Data items:
* Begin *
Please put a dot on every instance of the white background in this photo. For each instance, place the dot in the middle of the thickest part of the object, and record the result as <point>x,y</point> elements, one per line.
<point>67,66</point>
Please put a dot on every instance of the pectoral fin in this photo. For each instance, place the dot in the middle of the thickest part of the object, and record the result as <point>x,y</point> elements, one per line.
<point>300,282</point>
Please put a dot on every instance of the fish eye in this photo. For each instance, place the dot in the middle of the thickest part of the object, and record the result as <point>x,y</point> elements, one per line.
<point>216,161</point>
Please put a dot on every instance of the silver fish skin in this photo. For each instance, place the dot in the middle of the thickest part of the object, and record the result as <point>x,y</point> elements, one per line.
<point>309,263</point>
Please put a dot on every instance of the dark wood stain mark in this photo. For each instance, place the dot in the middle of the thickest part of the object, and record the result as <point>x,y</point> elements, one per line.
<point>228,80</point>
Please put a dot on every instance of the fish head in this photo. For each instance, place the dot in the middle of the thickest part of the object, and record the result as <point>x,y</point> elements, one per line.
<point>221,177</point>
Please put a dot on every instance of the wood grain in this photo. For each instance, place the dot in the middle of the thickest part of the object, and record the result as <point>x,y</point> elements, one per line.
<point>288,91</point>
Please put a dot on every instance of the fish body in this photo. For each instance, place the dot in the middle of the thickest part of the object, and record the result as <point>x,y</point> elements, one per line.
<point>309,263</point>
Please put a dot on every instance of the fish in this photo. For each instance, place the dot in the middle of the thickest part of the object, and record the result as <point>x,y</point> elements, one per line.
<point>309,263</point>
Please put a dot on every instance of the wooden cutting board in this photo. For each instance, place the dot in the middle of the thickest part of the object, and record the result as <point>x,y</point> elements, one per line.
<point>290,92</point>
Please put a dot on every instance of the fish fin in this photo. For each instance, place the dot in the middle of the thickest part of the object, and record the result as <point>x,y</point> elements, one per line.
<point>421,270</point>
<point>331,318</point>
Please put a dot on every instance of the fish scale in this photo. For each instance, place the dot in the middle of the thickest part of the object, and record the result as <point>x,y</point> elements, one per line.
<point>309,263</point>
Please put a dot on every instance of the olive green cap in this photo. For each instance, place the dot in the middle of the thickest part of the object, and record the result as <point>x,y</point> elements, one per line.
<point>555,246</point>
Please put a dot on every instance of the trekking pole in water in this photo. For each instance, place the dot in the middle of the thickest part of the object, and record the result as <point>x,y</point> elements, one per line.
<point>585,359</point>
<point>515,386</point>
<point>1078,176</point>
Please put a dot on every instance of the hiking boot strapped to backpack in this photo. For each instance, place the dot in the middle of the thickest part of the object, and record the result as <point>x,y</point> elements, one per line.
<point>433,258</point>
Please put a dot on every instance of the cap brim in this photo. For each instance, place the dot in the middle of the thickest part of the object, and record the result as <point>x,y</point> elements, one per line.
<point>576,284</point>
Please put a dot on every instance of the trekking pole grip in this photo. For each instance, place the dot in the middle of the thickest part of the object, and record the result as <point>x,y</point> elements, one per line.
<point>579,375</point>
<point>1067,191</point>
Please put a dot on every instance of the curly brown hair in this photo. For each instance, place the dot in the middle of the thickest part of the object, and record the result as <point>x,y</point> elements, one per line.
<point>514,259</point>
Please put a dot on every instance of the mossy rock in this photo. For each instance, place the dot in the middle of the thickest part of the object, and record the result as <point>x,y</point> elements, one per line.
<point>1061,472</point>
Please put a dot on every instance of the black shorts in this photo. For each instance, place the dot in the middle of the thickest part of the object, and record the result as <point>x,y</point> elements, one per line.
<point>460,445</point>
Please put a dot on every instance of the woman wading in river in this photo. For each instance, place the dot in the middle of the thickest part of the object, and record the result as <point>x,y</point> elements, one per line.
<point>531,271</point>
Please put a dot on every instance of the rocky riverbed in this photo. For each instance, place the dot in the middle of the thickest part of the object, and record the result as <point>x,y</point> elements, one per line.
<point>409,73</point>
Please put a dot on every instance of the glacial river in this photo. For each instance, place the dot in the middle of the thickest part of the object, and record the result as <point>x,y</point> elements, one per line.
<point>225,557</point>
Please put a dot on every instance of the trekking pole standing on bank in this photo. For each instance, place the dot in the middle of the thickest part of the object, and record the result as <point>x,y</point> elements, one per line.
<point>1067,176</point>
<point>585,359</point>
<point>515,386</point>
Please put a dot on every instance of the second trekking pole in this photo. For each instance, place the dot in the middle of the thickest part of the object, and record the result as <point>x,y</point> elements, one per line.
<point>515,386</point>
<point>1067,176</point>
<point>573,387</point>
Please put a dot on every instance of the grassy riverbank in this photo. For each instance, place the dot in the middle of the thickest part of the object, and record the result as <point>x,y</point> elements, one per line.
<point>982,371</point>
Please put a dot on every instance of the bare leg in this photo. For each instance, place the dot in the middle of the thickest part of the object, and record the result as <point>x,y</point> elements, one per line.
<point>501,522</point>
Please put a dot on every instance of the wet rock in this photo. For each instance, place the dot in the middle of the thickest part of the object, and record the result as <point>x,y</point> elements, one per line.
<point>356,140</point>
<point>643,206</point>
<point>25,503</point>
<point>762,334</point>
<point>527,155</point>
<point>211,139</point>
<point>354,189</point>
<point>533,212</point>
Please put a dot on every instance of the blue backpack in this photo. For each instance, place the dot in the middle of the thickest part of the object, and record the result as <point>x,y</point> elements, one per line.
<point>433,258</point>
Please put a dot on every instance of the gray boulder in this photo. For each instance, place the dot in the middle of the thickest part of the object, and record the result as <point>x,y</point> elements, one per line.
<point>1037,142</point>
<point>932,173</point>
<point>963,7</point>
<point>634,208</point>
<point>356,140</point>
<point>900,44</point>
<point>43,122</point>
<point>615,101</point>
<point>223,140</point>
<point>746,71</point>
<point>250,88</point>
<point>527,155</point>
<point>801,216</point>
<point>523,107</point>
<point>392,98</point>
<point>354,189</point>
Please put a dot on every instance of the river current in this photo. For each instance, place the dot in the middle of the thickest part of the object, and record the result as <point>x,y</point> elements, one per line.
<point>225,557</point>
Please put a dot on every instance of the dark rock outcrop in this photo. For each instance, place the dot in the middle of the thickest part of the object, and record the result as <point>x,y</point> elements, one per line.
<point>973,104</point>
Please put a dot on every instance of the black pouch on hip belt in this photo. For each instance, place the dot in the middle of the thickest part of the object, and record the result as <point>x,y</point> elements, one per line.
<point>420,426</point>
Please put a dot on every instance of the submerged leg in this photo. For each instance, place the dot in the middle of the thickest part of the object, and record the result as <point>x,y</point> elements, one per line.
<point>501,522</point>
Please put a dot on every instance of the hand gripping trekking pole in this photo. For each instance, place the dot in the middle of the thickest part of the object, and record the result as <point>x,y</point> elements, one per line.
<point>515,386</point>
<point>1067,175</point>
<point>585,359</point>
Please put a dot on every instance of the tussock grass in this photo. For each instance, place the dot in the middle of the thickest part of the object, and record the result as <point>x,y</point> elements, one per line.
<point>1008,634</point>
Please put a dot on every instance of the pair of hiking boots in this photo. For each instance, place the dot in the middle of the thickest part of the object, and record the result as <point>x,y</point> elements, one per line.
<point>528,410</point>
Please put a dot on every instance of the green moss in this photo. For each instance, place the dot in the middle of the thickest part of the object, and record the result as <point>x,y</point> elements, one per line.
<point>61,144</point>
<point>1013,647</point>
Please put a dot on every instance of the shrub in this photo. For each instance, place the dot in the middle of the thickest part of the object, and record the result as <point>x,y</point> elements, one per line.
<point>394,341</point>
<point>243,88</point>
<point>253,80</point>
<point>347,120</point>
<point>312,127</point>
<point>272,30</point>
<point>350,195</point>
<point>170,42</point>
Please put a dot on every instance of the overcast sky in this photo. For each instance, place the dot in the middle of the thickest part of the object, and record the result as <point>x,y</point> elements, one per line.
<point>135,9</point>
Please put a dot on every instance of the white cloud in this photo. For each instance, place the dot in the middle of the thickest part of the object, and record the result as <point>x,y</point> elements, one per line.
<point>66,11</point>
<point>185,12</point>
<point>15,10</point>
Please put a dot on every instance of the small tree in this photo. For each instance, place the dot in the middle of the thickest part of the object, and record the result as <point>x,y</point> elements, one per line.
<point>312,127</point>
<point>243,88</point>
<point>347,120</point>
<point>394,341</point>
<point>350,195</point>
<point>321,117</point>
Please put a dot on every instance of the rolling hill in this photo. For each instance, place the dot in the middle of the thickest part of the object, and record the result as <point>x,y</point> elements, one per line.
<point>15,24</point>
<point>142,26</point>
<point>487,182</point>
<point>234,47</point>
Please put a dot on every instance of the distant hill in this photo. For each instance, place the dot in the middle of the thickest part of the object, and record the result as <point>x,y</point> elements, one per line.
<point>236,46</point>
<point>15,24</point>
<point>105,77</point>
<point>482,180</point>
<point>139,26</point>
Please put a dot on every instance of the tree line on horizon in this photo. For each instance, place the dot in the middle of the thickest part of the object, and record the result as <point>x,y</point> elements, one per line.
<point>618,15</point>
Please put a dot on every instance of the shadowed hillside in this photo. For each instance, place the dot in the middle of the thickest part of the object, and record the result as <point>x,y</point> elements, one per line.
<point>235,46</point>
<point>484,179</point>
* End *
Required work:
Copy out the lines of the material above word for word, starting at the line that contains "Please put a dot on every instance of the fish scale". Stop after the line that contains "<point>1078,176</point>".

Response to the task:
Please put a dot on every instance of the fish scale in this photo. For each instance, place the dot in the middle of the thickest part of the object, and record the result as <point>x,y</point> elements, one per line.
<point>309,263</point>
Please put a dot on every instance of the olive green cap in this photo. For each instance, place the dot in the middle of the thickest part of the object, and record the result as <point>x,y</point> elements, one per line.
<point>555,246</point>
Please put a dot on every instance of the trekking pole in water in this photo. For each instance, place the dot in the middle of the thickest part of the object, and record the result as <point>x,y</point> elements, one per line.
<point>585,359</point>
<point>515,386</point>
<point>1078,176</point>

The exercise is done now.